>> begin Document section
Delaware

The Political Report – March 18, 2023

 “First-time Latino voters are outpacing first-time non-Latino voters in Arizona, California, Florida, Nevada, New York, and Texas,” Axios reports.

“Nonpartisan and unaffiliated Latino voters are on the verge of becoming one of the biggest swing voter groups in the U.S. — raising the stakes for early and regular engagement from both parties.”

“The 2022 election showed the GOP making significant gains among Latinos in Florida but falling well below expectations in Texas, as predicted.”

WISCONSIN SUPREME COURT. We’re a little more than halfway through the six-week general election that will decide control of the Wisconsin Supreme Court, and the New York Times’ Reid Epstein reports that progressive Janet Protasiewicz has outspent her conservative foe, former Justice Dan Kelly, on TV by a margin of $9.1 million to $0.00.

Outside groups are helping Kelly’s side avoid getting infinitely outspent ahead of the April 4 general election: The Wisconsin Manufacturers and Commerce has deployed $3.4 million so far, while Fair Courts America has spent another $2.3 million on television. These commercials have accused Protasiewicz of not issuing harsh enough sentences, though they haven’t mentioned Kelly.

But not only is Protasiewicz decisively outspending both those organizations, Epstein writes that she’s run more than three times as many TV ads because as a candidate, she’s entitled to far cheaper rates than PACs. Note that this 3-1 figure does not even factor in the $2.03 million that A Better Wisconsin Together and other progressive groups have spent.
>> end Document section
Challenges>
[A] According to the political report above, how much had the Wisconsin Manufacturers and Commerce spent so far in the Wisconsin Supreme Court race?
[B] Identify each line of the listing below that contains the word "riverbank", and copy those lines out in full.
>> begin Input records
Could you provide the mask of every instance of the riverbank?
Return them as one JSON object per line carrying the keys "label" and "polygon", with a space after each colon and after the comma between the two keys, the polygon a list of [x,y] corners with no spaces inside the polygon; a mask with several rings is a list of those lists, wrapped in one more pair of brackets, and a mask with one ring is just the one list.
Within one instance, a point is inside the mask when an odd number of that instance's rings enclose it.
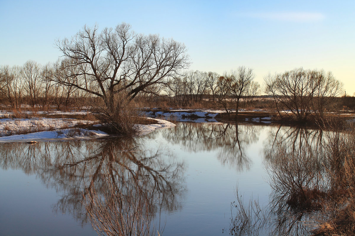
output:
{"label": "riverbank", "polygon": [[[175,125],[166,120],[143,119],[146,121],[136,125],[138,136]],[[103,130],[104,130],[104,127],[94,121],[45,117],[5,118],[0,119],[0,142],[95,138],[111,136]]]}

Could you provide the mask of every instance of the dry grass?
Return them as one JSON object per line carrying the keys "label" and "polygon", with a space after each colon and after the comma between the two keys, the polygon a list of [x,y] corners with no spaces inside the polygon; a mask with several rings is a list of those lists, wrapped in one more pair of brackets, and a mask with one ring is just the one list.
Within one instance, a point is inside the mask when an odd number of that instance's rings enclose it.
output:
{"label": "dry grass", "polygon": [[136,104],[124,94],[111,98],[110,105],[98,101],[92,109],[93,114],[110,133],[134,134],[137,131],[135,125],[139,123],[141,113]]}
{"label": "dry grass", "polygon": [[54,127],[51,126],[49,127],[44,127],[39,125],[17,128],[6,125],[5,126],[4,129],[2,131],[0,131],[0,137],[11,136],[15,134],[26,134],[28,133],[42,131],[53,131],[55,129]]}

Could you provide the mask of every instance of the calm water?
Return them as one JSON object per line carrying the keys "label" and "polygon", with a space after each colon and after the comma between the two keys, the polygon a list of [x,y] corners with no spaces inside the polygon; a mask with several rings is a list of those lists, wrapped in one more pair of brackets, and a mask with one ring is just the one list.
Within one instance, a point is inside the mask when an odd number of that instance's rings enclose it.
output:
{"label": "calm water", "polygon": [[133,139],[0,143],[0,235],[97,235],[92,224],[109,235],[232,234],[237,186],[247,203],[270,201],[275,144],[321,136],[181,122]]}

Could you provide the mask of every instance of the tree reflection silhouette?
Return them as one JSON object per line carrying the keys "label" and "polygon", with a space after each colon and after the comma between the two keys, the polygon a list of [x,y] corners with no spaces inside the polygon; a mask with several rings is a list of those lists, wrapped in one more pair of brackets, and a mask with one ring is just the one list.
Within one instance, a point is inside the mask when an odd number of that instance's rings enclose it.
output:
{"label": "tree reflection silhouette", "polygon": [[261,130],[247,125],[181,122],[160,132],[166,140],[188,151],[217,150],[222,166],[242,172],[252,163],[246,150],[250,144],[258,141]]}
{"label": "tree reflection silhouette", "polygon": [[64,192],[54,210],[89,220],[99,234],[150,235],[162,229],[154,220],[162,211],[181,208],[186,167],[168,149],[144,144],[142,138],[5,144],[0,165]]}
{"label": "tree reflection silhouette", "polygon": [[329,219],[320,197],[329,189],[320,130],[280,126],[265,142],[264,164],[272,190],[268,203],[248,203],[237,189],[230,233],[234,235],[306,235]]}

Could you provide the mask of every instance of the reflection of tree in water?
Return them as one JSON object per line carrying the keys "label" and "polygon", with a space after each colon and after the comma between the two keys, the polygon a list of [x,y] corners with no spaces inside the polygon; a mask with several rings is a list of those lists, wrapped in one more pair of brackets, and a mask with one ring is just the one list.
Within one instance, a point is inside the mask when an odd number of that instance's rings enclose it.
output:
{"label": "reflection of tree in water", "polygon": [[329,189],[321,130],[280,126],[266,141],[264,163],[272,192],[268,203],[245,203],[238,192],[232,203],[230,233],[235,235],[306,235],[329,219],[320,199]]}
{"label": "reflection of tree in water", "polygon": [[217,150],[217,158],[223,166],[242,171],[248,169],[251,164],[246,150],[258,140],[260,130],[259,127],[250,125],[180,122],[161,132],[166,140],[188,151]]}
{"label": "reflection of tree in water", "polygon": [[153,233],[157,214],[180,208],[186,188],[184,163],[142,138],[4,144],[0,155],[2,168],[35,174],[64,192],[55,209],[90,219],[100,234]]}

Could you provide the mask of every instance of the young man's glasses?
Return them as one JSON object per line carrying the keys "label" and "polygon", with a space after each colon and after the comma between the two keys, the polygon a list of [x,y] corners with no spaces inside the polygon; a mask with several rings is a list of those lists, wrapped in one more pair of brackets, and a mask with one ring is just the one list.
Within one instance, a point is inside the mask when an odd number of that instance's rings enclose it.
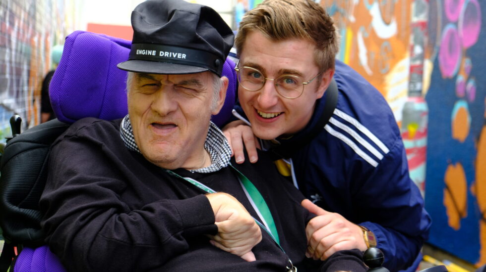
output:
{"label": "young man's glasses", "polygon": [[254,68],[243,66],[238,68],[239,62],[235,67],[238,77],[238,82],[243,89],[250,91],[258,91],[263,88],[267,80],[273,80],[277,92],[282,96],[290,99],[297,98],[304,92],[304,85],[314,80],[320,74],[317,74],[308,81],[295,75],[281,75],[276,79],[265,77],[263,73]]}

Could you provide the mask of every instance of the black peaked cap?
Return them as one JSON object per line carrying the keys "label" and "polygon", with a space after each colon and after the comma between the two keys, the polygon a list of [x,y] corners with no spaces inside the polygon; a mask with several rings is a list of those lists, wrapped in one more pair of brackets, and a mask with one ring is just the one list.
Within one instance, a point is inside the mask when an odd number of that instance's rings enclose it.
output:
{"label": "black peaked cap", "polygon": [[148,74],[210,71],[221,76],[234,35],[219,14],[182,0],[148,0],[131,14],[133,38],[122,70]]}

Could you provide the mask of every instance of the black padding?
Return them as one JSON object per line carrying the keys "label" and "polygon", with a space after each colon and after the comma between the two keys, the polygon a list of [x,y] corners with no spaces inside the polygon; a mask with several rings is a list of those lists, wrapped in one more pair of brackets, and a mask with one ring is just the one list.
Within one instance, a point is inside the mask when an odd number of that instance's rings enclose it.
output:
{"label": "black padding", "polygon": [[0,227],[9,241],[33,246],[43,243],[39,200],[50,147],[68,126],[54,119],[7,143],[0,160]]}

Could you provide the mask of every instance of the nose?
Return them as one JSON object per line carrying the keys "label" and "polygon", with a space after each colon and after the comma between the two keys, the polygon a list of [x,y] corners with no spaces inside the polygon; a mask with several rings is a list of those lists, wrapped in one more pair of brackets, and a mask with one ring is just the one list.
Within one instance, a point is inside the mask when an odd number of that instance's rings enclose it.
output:
{"label": "nose", "polygon": [[278,93],[275,89],[275,80],[267,79],[265,85],[260,90],[258,102],[261,109],[270,108],[278,101]]}
{"label": "nose", "polygon": [[173,86],[163,85],[158,91],[150,107],[161,116],[169,115],[177,109],[178,103]]}

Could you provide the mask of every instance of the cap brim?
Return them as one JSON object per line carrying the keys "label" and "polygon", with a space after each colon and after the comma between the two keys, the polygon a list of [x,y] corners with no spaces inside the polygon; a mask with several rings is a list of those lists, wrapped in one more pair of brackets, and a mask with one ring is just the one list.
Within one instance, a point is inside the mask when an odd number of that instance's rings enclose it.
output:
{"label": "cap brim", "polygon": [[195,74],[209,71],[209,69],[204,67],[136,59],[121,62],[117,66],[125,71],[146,74]]}

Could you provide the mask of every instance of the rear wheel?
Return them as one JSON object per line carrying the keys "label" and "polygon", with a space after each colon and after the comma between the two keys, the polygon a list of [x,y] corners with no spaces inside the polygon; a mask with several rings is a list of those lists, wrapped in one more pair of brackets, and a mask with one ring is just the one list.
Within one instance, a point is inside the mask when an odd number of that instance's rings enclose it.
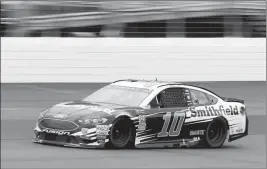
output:
{"label": "rear wheel", "polygon": [[133,148],[134,145],[133,123],[128,118],[118,118],[113,123],[110,131],[112,148]]}
{"label": "rear wheel", "polygon": [[220,148],[227,138],[227,122],[224,119],[215,119],[207,127],[204,144],[208,148]]}

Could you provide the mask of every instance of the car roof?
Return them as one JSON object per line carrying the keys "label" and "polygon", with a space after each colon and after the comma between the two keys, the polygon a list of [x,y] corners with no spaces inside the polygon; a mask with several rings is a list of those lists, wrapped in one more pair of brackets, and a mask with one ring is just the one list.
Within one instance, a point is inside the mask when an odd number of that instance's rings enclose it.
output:
{"label": "car roof", "polygon": [[136,80],[136,79],[126,79],[126,80],[118,80],[113,82],[111,85],[117,86],[127,86],[127,87],[135,87],[142,88],[148,90],[154,90],[160,86],[165,85],[181,85],[178,82],[166,82],[166,81],[157,81],[157,80]]}

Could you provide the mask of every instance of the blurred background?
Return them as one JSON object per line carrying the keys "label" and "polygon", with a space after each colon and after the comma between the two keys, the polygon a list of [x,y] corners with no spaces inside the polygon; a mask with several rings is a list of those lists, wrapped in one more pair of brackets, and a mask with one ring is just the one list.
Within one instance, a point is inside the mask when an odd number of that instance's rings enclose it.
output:
{"label": "blurred background", "polygon": [[266,0],[1,1],[1,37],[266,37]]}

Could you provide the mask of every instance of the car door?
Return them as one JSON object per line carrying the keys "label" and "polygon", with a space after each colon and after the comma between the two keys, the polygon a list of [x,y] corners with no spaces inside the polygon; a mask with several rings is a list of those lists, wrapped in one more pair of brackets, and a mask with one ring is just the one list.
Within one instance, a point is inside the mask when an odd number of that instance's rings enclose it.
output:
{"label": "car door", "polygon": [[139,116],[145,120],[146,128],[137,132],[136,146],[176,144],[182,138],[188,106],[191,106],[189,96],[188,89],[175,87],[165,89],[153,98],[145,115]]}

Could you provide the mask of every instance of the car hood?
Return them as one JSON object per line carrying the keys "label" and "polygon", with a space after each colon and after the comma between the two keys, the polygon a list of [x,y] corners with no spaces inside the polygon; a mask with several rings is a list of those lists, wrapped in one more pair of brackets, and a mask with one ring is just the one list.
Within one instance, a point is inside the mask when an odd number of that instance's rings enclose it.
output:
{"label": "car hood", "polygon": [[[85,101],[64,102],[49,108],[44,117],[64,120],[77,120],[81,118],[100,118],[115,116],[125,110],[125,106],[91,103]],[[129,108],[128,108],[129,109]]]}

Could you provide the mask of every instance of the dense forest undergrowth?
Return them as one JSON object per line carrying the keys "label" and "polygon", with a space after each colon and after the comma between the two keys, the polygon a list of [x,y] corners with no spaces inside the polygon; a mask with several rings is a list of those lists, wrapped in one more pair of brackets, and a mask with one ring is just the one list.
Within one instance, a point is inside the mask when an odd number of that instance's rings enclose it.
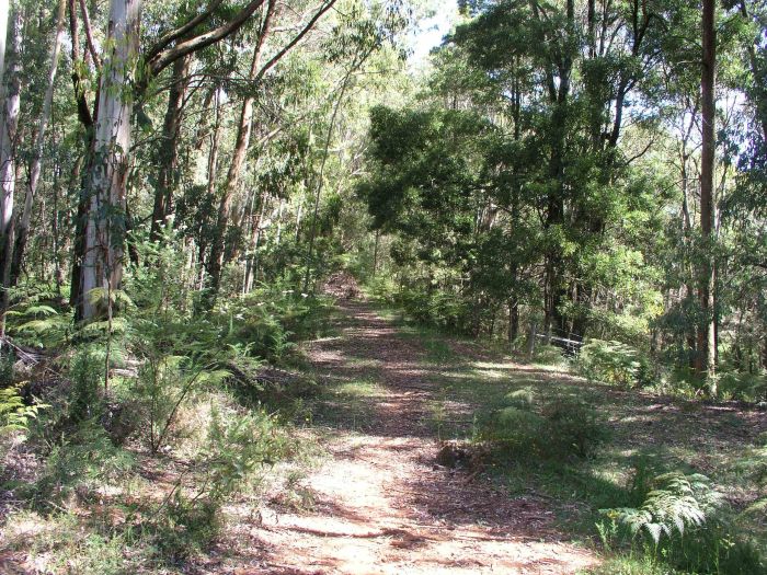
>> end Input records
Exercise solutions>
[A] $3.4 million.

[B]
Could you provide the mask of every instance of the riverbank?
{"label": "riverbank", "polygon": [[[175,125],[166,120],[143,119],[146,121],[136,125],[138,136]],[[103,130],[104,130],[104,127],[94,121],[45,117],[5,118],[0,119],[0,142],[95,138],[111,136]]]}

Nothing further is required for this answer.